▶ _Brano citato_
- - -
TRINCEA (DI VERA PUOTI)

Sono tornata venerdì da Garbagnate Milanese.

E' in questo classico 'paese non paese' dell'hinterland milanese, fatto di villette e condomini sparpagliati sulla varesina, che sorge, in un vasto e abbandonato parco naturale, l'ospedale Salvini. Fantasma monumentale di vecchie storie di ottocentesco dolore legato alla TBC, questo ex sanatorio piuttosto mal ridotto, in più punti transennato e impercorribile, è dotato di grandi terrazzi su cui  per lo più non ci si può affacciare; di lunghi corridoi, di vasti ambienti abbandonati, dove residuano brandelli di arredi non più utilizzati, e di storiche stanze luminose.
- - -
▶ _I tuoi compiti_
1 > Rispondi a queste domande sul brano sull'ospedale Salvini:
(a) Da quale località è tornato chi scrive, e in quale giorno?
(b) Quale ospedale sorge nel vasto parco naturale abbandonato?
(c) A quale malattia erano legate le vecchie storie di dolore dell'ex sanatorio?
2 > Per favore, cita dal brano sull'ospedale Salvini il tratto da "Sono tornata venerdì" fino a "storiche stanze luminose.".

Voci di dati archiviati
- - -
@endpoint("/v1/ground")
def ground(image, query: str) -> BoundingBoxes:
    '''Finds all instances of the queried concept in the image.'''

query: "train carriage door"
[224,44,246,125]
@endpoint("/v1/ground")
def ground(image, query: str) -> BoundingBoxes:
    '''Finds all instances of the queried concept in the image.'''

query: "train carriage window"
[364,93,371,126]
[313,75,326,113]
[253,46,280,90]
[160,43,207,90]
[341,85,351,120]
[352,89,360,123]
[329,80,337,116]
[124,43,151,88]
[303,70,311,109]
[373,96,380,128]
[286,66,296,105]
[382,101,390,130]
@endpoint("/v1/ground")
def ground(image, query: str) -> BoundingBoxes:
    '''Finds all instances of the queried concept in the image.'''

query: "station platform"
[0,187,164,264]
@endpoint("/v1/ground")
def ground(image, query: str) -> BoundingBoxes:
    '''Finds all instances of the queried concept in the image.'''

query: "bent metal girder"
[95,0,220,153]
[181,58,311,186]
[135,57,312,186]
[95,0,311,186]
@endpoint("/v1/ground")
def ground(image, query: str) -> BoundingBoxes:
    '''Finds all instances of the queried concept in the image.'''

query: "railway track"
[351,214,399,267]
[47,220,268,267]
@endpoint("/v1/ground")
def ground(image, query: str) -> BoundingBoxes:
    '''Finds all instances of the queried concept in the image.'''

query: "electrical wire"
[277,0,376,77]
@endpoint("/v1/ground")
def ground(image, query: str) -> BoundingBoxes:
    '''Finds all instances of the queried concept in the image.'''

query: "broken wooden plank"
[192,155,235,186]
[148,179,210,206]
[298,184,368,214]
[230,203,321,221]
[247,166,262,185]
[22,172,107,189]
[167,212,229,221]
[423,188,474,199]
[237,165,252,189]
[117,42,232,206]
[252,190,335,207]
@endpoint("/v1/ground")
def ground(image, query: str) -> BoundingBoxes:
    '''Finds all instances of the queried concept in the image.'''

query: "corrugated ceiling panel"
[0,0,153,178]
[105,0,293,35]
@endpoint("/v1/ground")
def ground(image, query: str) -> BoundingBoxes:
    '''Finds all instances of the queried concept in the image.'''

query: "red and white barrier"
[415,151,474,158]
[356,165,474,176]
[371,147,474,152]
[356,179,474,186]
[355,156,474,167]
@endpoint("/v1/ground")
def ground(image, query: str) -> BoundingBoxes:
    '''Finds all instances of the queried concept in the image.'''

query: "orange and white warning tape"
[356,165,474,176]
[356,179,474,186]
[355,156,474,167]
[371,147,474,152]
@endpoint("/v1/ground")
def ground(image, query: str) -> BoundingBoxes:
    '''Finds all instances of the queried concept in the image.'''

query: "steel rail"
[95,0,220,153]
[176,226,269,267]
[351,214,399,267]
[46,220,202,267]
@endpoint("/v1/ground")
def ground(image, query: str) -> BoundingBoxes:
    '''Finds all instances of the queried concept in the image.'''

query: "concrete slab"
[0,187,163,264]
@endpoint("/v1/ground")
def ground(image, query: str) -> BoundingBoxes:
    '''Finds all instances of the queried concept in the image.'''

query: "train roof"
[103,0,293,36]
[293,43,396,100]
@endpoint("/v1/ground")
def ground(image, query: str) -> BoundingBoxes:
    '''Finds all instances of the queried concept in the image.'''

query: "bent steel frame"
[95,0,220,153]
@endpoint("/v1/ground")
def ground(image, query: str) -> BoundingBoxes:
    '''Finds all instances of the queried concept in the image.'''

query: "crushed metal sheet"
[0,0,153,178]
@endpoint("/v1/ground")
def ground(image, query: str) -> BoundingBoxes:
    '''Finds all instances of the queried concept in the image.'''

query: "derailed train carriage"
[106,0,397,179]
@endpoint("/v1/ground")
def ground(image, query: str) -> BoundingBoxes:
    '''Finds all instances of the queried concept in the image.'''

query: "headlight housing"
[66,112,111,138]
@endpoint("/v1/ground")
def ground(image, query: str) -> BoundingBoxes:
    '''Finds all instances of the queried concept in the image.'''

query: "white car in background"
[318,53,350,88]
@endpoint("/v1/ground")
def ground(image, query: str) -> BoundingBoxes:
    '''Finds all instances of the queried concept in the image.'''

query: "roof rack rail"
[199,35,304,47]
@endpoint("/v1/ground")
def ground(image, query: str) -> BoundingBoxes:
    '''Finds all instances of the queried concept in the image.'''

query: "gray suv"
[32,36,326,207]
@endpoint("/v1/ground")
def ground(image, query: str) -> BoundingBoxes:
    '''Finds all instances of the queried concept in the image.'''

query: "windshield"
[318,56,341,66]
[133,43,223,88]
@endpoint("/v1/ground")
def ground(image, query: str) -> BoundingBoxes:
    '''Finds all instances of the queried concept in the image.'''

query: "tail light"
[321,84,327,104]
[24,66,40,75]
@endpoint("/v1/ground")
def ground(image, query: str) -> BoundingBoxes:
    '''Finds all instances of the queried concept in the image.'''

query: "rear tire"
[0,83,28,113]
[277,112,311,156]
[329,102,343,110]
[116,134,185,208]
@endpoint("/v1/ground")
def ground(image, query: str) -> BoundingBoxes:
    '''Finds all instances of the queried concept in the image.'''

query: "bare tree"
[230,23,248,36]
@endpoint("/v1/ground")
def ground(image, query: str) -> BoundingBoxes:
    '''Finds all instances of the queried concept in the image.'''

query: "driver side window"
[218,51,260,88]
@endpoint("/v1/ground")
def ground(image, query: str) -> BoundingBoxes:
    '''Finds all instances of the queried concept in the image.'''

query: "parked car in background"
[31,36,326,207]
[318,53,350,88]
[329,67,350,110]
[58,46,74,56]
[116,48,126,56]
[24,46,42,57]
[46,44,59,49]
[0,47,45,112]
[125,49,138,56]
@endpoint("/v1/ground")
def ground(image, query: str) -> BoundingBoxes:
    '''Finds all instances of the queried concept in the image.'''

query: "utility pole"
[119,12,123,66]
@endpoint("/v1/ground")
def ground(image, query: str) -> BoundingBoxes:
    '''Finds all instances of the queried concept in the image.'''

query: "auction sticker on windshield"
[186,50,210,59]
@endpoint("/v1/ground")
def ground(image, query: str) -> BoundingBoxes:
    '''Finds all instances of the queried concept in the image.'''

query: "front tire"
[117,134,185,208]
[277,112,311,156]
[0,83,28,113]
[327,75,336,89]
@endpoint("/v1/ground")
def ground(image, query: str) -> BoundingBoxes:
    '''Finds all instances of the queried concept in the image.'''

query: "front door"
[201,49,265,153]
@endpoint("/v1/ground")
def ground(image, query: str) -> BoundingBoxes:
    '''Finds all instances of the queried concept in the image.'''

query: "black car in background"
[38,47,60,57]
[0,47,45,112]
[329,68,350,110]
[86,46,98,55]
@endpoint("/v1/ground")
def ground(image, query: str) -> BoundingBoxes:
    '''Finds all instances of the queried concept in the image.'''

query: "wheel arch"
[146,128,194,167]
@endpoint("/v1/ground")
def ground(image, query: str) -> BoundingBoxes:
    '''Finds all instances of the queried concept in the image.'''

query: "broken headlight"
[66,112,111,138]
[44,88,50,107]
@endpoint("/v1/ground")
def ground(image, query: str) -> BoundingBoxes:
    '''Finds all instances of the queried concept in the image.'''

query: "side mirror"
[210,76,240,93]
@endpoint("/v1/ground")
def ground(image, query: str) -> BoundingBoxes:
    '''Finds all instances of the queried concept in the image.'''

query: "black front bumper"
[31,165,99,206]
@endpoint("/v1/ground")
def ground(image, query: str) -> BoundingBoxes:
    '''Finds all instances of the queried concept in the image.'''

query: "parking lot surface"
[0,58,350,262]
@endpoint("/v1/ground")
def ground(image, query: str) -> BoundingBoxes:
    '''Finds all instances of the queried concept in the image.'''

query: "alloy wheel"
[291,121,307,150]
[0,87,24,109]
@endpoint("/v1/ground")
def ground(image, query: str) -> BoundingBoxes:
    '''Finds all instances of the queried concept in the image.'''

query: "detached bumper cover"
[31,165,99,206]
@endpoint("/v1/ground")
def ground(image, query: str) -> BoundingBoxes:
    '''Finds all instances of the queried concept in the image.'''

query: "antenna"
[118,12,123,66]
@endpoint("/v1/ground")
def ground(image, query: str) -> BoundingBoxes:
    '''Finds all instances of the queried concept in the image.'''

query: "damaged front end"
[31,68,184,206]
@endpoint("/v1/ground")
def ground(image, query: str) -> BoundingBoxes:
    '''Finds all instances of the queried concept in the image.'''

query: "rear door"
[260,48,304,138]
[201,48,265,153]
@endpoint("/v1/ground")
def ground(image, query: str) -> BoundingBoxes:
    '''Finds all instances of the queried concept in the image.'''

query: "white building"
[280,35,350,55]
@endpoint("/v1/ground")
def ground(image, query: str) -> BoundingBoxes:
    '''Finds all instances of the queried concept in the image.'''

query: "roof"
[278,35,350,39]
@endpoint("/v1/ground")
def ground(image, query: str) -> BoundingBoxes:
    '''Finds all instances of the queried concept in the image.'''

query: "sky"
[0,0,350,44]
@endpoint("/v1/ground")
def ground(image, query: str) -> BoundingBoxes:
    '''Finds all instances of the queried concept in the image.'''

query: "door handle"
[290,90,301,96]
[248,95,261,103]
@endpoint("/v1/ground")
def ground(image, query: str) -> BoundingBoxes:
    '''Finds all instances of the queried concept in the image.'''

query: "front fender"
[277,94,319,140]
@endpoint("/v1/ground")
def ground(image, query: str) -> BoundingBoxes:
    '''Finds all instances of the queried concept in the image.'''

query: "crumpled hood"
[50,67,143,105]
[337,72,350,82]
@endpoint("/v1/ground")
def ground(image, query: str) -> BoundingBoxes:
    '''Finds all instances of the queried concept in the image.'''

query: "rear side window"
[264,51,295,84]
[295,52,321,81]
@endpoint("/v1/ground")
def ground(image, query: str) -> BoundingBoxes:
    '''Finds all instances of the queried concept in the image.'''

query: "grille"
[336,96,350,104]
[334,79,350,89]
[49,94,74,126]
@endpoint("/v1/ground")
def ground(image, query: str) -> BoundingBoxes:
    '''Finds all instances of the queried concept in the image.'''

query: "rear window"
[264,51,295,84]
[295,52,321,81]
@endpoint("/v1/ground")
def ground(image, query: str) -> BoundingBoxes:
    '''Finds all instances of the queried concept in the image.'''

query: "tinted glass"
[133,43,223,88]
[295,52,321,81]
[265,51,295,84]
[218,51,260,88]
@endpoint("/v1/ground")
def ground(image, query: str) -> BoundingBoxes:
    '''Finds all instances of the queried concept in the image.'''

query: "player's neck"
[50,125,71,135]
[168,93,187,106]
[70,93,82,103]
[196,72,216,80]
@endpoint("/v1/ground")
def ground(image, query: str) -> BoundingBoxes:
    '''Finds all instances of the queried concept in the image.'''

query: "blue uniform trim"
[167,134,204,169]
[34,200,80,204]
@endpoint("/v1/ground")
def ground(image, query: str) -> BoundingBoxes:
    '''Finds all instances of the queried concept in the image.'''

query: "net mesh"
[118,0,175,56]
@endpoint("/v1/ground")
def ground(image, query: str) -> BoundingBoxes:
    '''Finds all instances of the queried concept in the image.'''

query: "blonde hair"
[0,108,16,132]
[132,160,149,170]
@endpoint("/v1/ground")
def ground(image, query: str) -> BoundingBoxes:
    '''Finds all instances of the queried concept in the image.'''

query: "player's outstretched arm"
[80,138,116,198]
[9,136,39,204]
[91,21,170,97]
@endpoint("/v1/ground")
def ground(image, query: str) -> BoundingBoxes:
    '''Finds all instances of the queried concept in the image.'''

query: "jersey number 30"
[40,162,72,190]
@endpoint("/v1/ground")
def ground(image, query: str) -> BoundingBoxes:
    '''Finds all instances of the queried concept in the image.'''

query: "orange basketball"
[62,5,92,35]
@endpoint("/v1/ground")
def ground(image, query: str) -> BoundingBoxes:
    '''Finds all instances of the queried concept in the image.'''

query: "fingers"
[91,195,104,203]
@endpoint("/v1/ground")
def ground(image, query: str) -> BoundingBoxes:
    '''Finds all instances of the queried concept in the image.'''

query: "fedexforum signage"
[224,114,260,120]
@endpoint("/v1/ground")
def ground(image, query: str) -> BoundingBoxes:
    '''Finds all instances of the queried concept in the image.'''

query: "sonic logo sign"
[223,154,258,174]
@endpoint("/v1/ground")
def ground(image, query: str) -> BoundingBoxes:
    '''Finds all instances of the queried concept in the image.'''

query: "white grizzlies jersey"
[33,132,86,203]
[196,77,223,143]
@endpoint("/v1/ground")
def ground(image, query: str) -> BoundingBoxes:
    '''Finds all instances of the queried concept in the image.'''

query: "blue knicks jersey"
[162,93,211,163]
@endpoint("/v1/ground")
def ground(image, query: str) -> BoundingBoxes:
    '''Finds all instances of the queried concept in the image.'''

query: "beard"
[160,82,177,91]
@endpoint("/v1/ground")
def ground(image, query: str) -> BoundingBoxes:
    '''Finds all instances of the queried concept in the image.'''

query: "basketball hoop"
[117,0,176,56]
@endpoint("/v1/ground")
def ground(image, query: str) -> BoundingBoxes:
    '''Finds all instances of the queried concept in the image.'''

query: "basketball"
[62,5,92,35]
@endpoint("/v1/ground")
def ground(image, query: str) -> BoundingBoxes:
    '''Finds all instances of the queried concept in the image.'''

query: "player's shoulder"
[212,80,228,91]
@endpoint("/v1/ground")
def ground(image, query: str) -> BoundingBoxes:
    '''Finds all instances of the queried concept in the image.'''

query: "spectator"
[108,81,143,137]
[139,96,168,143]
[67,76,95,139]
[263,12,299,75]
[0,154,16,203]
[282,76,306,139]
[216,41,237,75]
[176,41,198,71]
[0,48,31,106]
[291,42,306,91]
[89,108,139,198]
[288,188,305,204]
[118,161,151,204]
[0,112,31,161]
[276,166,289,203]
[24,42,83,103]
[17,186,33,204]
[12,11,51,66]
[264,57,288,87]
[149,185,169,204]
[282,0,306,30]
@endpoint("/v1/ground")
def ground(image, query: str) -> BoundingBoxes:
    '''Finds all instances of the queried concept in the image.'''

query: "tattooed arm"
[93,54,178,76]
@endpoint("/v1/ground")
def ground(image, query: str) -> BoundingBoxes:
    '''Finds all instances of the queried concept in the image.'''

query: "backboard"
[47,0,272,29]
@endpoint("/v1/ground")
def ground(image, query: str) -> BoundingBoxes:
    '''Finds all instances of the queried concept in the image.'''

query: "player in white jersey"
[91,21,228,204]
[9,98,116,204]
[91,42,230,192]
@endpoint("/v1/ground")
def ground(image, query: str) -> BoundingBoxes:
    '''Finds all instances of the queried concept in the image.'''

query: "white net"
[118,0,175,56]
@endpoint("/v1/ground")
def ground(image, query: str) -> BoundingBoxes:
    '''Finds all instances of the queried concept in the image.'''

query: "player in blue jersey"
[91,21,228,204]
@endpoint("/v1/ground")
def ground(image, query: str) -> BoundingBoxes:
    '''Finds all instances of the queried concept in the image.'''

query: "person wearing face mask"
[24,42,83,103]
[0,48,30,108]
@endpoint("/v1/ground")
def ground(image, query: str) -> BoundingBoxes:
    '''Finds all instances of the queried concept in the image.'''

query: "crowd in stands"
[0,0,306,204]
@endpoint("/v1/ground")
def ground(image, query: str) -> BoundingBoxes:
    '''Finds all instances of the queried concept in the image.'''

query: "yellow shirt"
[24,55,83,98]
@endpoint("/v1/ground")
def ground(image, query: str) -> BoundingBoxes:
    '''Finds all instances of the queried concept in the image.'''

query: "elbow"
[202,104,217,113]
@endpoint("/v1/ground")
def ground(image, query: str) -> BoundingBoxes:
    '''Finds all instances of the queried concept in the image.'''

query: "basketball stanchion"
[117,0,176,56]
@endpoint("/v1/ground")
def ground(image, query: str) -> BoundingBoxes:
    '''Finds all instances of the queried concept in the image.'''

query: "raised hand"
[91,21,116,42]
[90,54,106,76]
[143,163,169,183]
- - -
▶ _Risultati per compito_
1 >
(a) Da Garbagnate Milanese, venerdì.
(b) L'ospedale Salvini.
(c) Alla TBC.

2 >
Sono tornata venerdì da Garbagnate Milanese.

E' in questo classico 'paese non paese' dell'hinterland milanese, fatto di villette e condomini sparpagliati sulla varesina, che sorge, in un vasto e abbandonato parco naturale, l'ospedale Salvini. Fantasma monumentale di vecchie storie di ottocentesco dolore legato alla TBC, questo ex sanatorio piuttosto mal ridotto, in più punti transennato e impercorribile, è dotato di grandi terrazzi su cui  per lo più non ci si può affacciare; di lunghi corridoi, di vasti ambienti abbandonati, dove residuano brandelli di arredi non più utilizzati, e di storiche stanze luminose.